**Goal**
Render every line of the material below as a numbered list, skipping blank lines. Leave the pictures out of your answer.

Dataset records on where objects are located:
»»

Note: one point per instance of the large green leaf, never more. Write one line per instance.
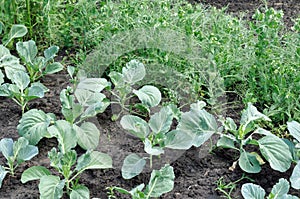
(88, 135)
(135, 126)
(178, 140)
(80, 192)
(161, 122)
(94, 160)
(21, 79)
(50, 52)
(1, 77)
(51, 187)
(148, 95)
(33, 125)
(276, 152)
(34, 173)
(249, 163)
(252, 191)
(294, 129)
(23, 151)
(88, 98)
(6, 147)
(161, 181)
(16, 31)
(133, 165)
(152, 150)
(94, 109)
(295, 177)
(3, 173)
(27, 50)
(53, 68)
(133, 72)
(199, 125)
(280, 189)
(251, 114)
(117, 79)
(65, 135)
(93, 84)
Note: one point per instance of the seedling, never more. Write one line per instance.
(35, 124)
(194, 128)
(161, 182)
(52, 186)
(123, 90)
(272, 148)
(15, 153)
(38, 66)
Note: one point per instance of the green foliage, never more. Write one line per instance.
(161, 181)
(123, 82)
(279, 190)
(194, 128)
(51, 186)
(272, 148)
(15, 153)
(77, 106)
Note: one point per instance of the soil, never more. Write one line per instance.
(197, 170)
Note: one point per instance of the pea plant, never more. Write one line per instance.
(279, 190)
(294, 129)
(52, 186)
(161, 181)
(77, 107)
(15, 153)
(194, 128)
(38, 66)
(123, 91)
(271, 147)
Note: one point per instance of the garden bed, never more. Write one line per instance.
(197, 170)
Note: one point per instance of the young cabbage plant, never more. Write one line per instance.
(279, 191)
(21, 90)
(194, 128)
(38, 66)
(70, 167)
(294, 129)
(161, 181)
(77, 106)
(272, 148)
(123, 91)
(15, 153)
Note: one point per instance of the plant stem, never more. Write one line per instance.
(29, 17)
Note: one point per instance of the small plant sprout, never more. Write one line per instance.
(161, 181)
(15, 153)
(52, 186)
(271, 147)
(279, 190)
(123, 90)
(194, 128)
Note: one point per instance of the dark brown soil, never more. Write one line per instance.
(196, 170)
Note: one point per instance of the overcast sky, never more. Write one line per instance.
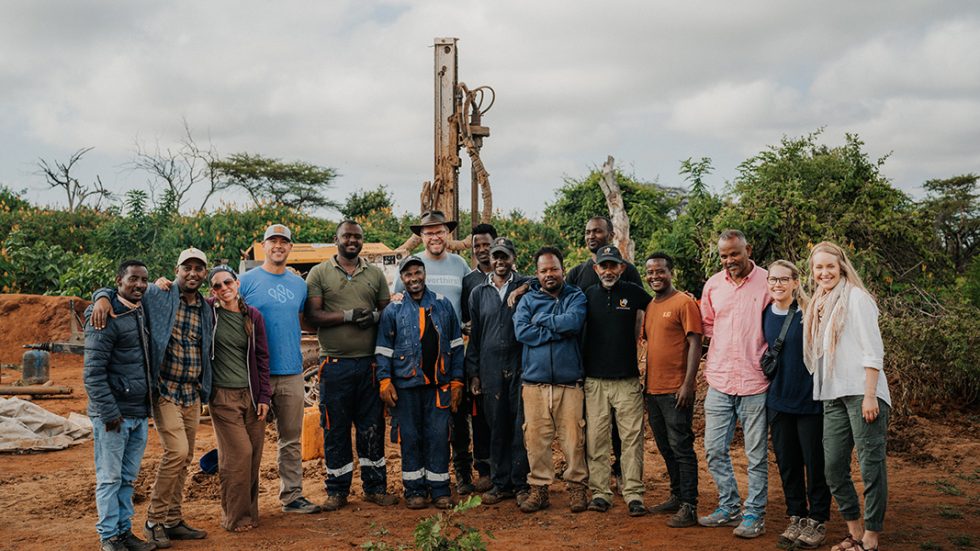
(349, 85)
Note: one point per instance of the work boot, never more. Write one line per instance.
(671, 505)
(112, 544)
(156, 535)
(536, 500)
(133, 543)
(577, 500)
(334, 503)
(686, 516)
(383, 500)
(792, 531)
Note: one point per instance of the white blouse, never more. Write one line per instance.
(858, 347)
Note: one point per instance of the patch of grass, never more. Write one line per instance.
(946, 511)
(948, 488)
(961, 540)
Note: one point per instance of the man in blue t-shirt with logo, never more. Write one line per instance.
(280, 296)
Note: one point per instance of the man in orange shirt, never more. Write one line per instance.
(672, 326)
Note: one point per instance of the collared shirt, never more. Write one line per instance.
(180, 374)
(502, 290)
(732, 317)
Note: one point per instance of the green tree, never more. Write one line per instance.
(953, 206)
(361, 204)
(296, 184)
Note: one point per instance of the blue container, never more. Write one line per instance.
(35, 367)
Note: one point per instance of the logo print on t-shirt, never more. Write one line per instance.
(281, 293)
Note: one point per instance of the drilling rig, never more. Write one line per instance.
(458, 124)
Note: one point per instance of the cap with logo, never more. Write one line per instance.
(278, 230)
(190, 253)
(410, 261)
(609, 253)
(502, 244)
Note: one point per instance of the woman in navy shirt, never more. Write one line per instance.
(795, 418)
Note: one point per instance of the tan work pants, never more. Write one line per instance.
(625, 397)
(240, 435)
(177, 427)
(551, 410)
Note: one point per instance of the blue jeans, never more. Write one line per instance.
(721, 411)
(117, 462)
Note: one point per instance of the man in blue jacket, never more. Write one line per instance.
(549, 322)
(180, 371)
(117, 375)
(420, 371)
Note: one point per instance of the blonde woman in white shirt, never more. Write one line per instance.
(843, 350)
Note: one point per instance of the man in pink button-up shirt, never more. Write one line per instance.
(731, 308)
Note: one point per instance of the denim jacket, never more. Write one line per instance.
(399, 348)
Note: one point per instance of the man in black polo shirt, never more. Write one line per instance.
(612, 381)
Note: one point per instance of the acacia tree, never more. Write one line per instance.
(296, 184)
(59, 175)
(181, 168)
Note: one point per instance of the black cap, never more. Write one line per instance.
(408, 261)
(505, 245)
(608, 253)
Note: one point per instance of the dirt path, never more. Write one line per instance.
(47, 500)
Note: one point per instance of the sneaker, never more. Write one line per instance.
(133, 543)
(443, 502)
(156, 535)
(812, 534)
(181, 531)
(752, 526)
(577, 501)
(672, 505)
(334, 503)
(112, 544)
(685, 516)
(301, 506)
(383, 500)
(792, 531)
(416, 502)
(599, 505)
(496, 495)
(483, 484)
(720, 518)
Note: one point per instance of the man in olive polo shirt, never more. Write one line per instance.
(346, 296)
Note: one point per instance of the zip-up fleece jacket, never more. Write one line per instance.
(161, 312)
(399, 347)
(492, 353)
(550, 329)
(117, 365)
(258, 355)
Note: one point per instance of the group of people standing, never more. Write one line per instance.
(490, 360)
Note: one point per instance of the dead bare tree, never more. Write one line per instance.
(58, 174)
(181, 168)
(617, 209)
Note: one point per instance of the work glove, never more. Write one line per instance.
(369, 318)
(456, 395)
(388, 394)
(351, 315)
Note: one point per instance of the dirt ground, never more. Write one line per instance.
(47, 499)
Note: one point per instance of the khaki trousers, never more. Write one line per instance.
(551, 410)
(240, 435)
(625, 397)
(177, 428)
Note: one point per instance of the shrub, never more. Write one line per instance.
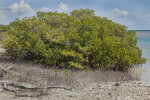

««

**Reply**
1. Note: one point per instance of the large green leaf, never more. Write one line per instance.
2. (88, 135)
3. (135, 126)
4. (178, 140)
5. (80, 192)
6. (161, 122)
7. (94, 160)
8. (21, 79)
9. (50, 52)
10. (1, 77)
11. (51, 187)
12. (148, 95)
13. (33, 125)
14. (276, 152)
15. (34, 173)
16. (249, 163)
17. (252, 191)
18. (294, 129)
19. (23, 151)
20. (88, 98)
21. (6, 147)
22. (161, 181)
23. (16, 31)
24. (133, 165)
25. (152, 150)
26. (94, 109)
27. (295, 177)
28. (3, 173)
29. (27, 50)
30. (53, 68)
31. (133, 72)
32. (199, 125)
33. (280, 189)
34. (251, 114)
35. (117, 79)
36. (65, 135)
37. (93, 84)
38. Note: one point per instance of the seedling, never more. Write one line per instance.
39. (35, 124)
40. (194, 128)
41. (161, 182)
42. (52, 186)
43. (123, 90)
44. (272, 148)
45. (15, 153)
46. (38, 66)
47. Note: one point per instance of the green foliage, never more. Write one line per instance.
48. (161, 181)
49. (123, 82)
50. (279, 190)
51. (194, 128)
52. (51, 186)
53. (272, 148)
54. (15, 153)
55. (77, 106)
56. Note: one point per instance of the soil, never more. Write one line per instance.
57. (197, 170)
58. Note: one point per instance of the pea plant, never more. Write one line per instance.
59. (279, 190)
60. (294, 129)
61. (52, 186)
62. (161, 181)
63. (77, 107)
64. (15, 153)
65. (194, 128)
66. (38, 66)
67. (123, 91)
68. (271, 147)
69. Note: one point per instance of the garden bed, never more. Write one line per instance.
70. (197, 170)
71. Note: one point per instance of the young cabbage plant, never more. Write one line per instance.
72. (279, 191)
73. (21, 90)
74. (194, 128)
75. (38, 66)
76. (70, 167)
77. (294, 129)
78. (161, 181)
79. (77, 106)
80. (272, 148)
81. (123, 91)
82. (15, 153)
83. Note: one point per instance of the plant stem, never more. Write one line per instance.
84. (29, 17)
85. Note: one point per instance of the small plant sprout, never more. Write one line per instance.
86. (161, 181)
87. (15, 153)
88. (52, 186)
89. (271, 147)
90. (279, 190)
91. (123, 90)
92. (194, 128)
93. Note: one point per instance of the dark brown soil, never more. Write one line per instance.
94. (196, 170)
95. Note: one point per instance of the overcast sky, never more. Write one line per instance.
96. (349, 85)
97. Note: one point per instance of the work boot, never more. Write one line per instance.
98. (671, 505)
99. (112, 544)
100. (156, 535)
101. (536, 500)
102. (133, 543)
103. (577, 500)
104. (334, 503)
105. (686, 516)
106. (383, 500)
107. (792, 531)
108. Note: one point per instance of the white blouse, never more. Write one line per instance.
109. (858, 347)
110. Note: one point per instance of the patch of grass, never more. Write one line per instance.
111. (946, 511)
112. (948, 488)
113. (961, 540)
114. Note: one point per instance of the man in blue t-shirt with logo, never more. Write one line per instance.
115. (280, 296)
116. Note: one point per instance of the man in orange shirt, never more. Write one line per instance.
117. (672, 326)
118. Note: one point per instance of the collared shirt, never more. Write one line per instance.
119. (180, 374)
120. (502, 290)
121. (732, 317)
122. Note: one point per instance of the green tree, never more. Write one line per instance.
123. (953, 206)
124. (361, 204)
125. (296, 184)
126. Note: one point per instance of the blue container, never more. Write one line per instance.
127. (35, 367)
128. Note: one point per instance of the logo print on t-shirt, never more. Write one line per instance.
129. (281, 293)
130. Note: one point per instance of the drilling rig, never more. Write one line per instance.
131. (458, 124)
132. Note: one point per instance of the cap with logo, never more. Write one line per instance.
133. (278, 230)
134. (190, 253)
135. (410, 261)
136. (609, 253)
137. (502, 244)
138. Note: one point per instance of the woman in navy shirt, never more. Write one line per instance.
139. (795, 418)
140. Note: one point per instance of the tan work pants, never more. Write one line per instance.
141. (625, 397)
142. (240, 435)
143. (177, 427)
144. (551, 410)
145. Note: one point per instance of the blue jeans, never more. Write one line per instance.
146. (721, 411)
147. (117, 462)
148. Note: one point per instance of the man in blue jacket, never more. Write one line per instance.
149. (549, 322)
150. (180, 371)
151. (117, 375)
152. (420, 371)
153. Note: one point per instance of the blonde woman in white shirt, never more. Write one line per instance.
154. (843, 350)
155. Note: one point per instance of the man in pink button-up shirt, never more. Write one line per instance.
156. (731, 308)
157. Note: one point per instance of the denim jacket, never more. Write one line per instance.
158. (399, 348)
159. Note: one point per instance of the man in black polo shirt, never more. Write one line per instance.
160. (612, 381)
161. Note: one point per instance of the acacia tree, never more. Write one line per instance.
162. (296, 184)
163. (59, 175)
164. (181, 168)
165. Note: one point per instance of the black cap, never more. Write one line per instance.
166. (408, 261)
167. (505, 245)
168. (608, 253)
169. Note: one point per instance of the dirt path, never more. Write one line per instance.
170. (47, 500)
171. Note: one point per instance of the sneaker, never more. Write one line per instance.
172. (133, 543)
173. (443, 502)
174. (156, 535)
175. (812, 534)
176. (181, 531)
177. (752, 526)
178. (577, 501)
179. (672, 505)
180. (334, 503)
181. (112, 544)
182. (685, 516)
183. (301, 506)
184. (383, 500)
185. (792, 531)
186. (416, 502)
187. (599, 505)
188. (496, 495)
189. (483, 484)
190. (720, 518)
191. Note: one point per instance of the man in olive polo shirt, never more. Write one line per instance.
192. (346, 296)
193. Note: one point per instance of the zip-up fleece jacket, never more. Write one line per instance.
194. (161, 312)
195. (399, 347)
196. (492, 353)
197. (550, 329)
198. (117, 365)
199. (258, 355)
200. Note: one point per instance of the group of people standing, never more. Write one line per instance.
201. (490, 360)
202. Note: one point per instance of the dead bare tree, never more. Write one line per instance.
203. (58, 174)
204. (181, 168)
205. (617, 209)
206. Note: one point per instance of the work glove, never more. Write one line per instance.
207. (369, 318)
208. (456, 395)
209. (388, 394)
210. (351, 315)
211. Note: one point per instance of the dirt ground, never more. Write one line per instance.
212. (47, 499)
213. Note: one point per instance of the khaki trousers, never more. Write one line per instance.
214. (551, 410)
215. (240, 435)
216. (625, 397)
217. (177, 428)
218. Note: one point per instance of the shrub, never more. Write one line per instance.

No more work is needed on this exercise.